Reproduce word for word the passage of the Rust async text below, from "In the face" to "out and replacing.".

* Begin Text segment *

Rust is a different position. The current async implementation has two big black hairs. Firstly, they had to come up with a type-safe way saving the functions current state. By state, I mean what a function normally stores on its stack. What they came up with is a work of art in some ways, but it doesn't work well with the borrow checker. The borrow checker insists you prove that you have exclusive use of a variable while it exists. Things on the stack have a limited lifetime (the function call), so the compiler knows they don't exist for very long. Even with that small lifetime it's a battle, but it's workable. Async persists that state, usually to the heap, which can effectively live forever. That wreaks havoc with the borrow checker, causing comments like this: https://news.ycombinator.com/item?id=37436274, quote: "Yes, async is effectively a much harder version of Rust ...".
The second issue is colouring. In the current Rust async implementation of large chunks of it is left to libraries, like tokio. Each of these libraries has to provide their own I/O. They aren't compatible. So if you want to use a cute new HTTP server, you are out of luck unless they provided a version that talks to the async library you are using.
The library writers do their best to accommodate by providing interfaces to the popular async libraries. That forces them to do a extra work. Whereas before they could just call `std::file::File::read()`, now they have to abstract all the I/O they do to a different module, and provide an implementation of that module for each async library they want to support.
The outcome can only be described as a mess, and that's putting it politely. It's harming uptake of the language. It wasn't like they didn't know it was coming either - there were comments pleading for a better implementation. And it wasn't as if weren't better solutions weren't already apparent - they had green threads before, they made some wrong turns with its implementation that needed to be fixed. And it's not like these solutions were harder to do than the async implementation they came up with. Async needed new standard library features to stabilise (like `Pin<>`) and introduced new keywords - none of which was needed for green threads. (Although some would be useful for an efficient green thread implementation - like knowing the maximum amount of stack a function could use.)
In the face of all that, they persisted with async. You'd need a sociologist to explain how that happened - to my engineering brain it's inexplicable. Unlike Javascript it isn't just mildly ergonomic implementation of the same thing, it's a serious mistake - well worth the effort of throwing out and replacing.

* End Text segment *
* Begin Stored rows *

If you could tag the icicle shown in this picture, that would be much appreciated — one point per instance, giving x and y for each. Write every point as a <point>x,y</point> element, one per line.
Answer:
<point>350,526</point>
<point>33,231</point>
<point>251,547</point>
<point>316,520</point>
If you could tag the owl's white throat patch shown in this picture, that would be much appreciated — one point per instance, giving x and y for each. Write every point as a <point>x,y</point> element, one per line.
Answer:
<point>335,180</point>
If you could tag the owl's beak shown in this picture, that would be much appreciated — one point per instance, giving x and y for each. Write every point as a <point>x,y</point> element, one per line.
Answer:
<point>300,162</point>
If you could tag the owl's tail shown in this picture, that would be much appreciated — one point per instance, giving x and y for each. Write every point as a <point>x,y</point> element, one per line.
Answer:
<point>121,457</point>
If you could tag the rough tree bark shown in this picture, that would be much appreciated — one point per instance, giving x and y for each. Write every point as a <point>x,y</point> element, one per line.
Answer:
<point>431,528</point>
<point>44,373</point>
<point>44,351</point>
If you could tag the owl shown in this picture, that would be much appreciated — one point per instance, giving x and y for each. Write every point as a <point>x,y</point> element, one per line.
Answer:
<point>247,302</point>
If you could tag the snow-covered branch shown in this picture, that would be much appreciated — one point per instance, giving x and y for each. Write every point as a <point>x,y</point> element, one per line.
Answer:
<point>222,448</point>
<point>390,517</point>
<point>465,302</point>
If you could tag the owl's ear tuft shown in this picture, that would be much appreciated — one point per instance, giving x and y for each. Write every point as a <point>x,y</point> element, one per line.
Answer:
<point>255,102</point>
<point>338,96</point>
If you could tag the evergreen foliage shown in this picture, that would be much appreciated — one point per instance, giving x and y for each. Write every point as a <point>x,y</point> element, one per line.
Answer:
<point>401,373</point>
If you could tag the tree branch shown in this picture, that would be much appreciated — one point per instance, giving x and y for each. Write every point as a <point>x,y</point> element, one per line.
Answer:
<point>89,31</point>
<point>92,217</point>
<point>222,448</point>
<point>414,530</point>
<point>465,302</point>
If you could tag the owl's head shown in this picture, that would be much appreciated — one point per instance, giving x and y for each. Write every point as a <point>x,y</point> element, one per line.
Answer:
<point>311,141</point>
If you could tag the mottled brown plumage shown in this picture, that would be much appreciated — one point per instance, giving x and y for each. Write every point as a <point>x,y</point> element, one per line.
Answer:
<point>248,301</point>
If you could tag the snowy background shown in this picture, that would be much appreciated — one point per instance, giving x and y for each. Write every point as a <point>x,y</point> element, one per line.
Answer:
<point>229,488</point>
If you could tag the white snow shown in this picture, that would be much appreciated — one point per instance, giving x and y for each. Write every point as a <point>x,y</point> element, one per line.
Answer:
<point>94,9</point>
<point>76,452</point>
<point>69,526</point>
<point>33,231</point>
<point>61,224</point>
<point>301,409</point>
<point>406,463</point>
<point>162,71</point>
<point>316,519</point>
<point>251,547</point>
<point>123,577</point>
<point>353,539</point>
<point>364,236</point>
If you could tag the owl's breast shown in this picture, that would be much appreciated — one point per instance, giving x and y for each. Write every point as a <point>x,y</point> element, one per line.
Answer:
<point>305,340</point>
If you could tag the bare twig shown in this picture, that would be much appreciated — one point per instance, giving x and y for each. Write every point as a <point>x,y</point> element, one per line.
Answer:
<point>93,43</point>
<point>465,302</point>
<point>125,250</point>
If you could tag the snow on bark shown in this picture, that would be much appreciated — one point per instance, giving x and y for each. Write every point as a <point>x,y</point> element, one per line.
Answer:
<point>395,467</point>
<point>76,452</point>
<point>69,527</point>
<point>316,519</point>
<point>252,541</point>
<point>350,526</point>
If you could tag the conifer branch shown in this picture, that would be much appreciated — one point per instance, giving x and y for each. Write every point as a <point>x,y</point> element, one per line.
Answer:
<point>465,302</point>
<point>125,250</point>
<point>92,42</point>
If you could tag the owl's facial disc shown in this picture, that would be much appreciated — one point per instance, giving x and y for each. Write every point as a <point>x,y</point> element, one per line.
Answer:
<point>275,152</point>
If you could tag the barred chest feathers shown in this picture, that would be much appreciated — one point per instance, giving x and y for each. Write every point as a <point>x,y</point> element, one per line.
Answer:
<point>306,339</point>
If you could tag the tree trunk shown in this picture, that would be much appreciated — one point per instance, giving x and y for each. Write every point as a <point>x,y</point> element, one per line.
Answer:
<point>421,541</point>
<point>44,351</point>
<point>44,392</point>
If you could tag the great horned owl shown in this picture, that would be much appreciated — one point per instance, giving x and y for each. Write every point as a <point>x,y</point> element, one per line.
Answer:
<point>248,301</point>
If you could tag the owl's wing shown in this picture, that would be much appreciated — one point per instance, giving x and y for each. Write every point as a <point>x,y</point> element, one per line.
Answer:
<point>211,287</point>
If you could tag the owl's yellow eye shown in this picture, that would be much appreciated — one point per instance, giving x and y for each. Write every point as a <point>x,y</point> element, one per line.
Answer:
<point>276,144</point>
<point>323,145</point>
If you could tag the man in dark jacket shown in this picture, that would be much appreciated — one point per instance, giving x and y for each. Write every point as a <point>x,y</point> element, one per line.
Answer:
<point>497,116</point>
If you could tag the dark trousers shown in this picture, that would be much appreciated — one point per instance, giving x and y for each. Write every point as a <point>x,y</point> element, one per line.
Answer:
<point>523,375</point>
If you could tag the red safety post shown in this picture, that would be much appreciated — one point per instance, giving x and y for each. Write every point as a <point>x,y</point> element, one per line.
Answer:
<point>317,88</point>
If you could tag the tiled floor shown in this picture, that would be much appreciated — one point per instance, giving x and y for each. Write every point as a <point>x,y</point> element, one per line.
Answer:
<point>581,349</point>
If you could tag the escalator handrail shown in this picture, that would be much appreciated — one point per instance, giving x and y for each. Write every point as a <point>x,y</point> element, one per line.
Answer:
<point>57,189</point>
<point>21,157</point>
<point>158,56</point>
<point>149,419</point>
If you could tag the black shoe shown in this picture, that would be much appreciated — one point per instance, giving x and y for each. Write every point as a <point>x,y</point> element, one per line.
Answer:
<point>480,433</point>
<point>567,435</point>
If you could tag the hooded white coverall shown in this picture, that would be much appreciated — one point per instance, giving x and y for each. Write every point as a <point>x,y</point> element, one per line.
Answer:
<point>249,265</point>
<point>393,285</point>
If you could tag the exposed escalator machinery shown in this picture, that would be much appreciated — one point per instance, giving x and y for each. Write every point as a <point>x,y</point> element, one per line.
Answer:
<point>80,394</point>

* End Stored rows *

§ Exercise output
In the face of all that, they persisted with async. You'd need a sociologist to explain how that happened - to my engineering brain it's inexplicable. Unlike Javascript it isn't just mildly ergonomic implementation of the same thing, it's a serious mistake - well worth the effort of throwing out and replacing.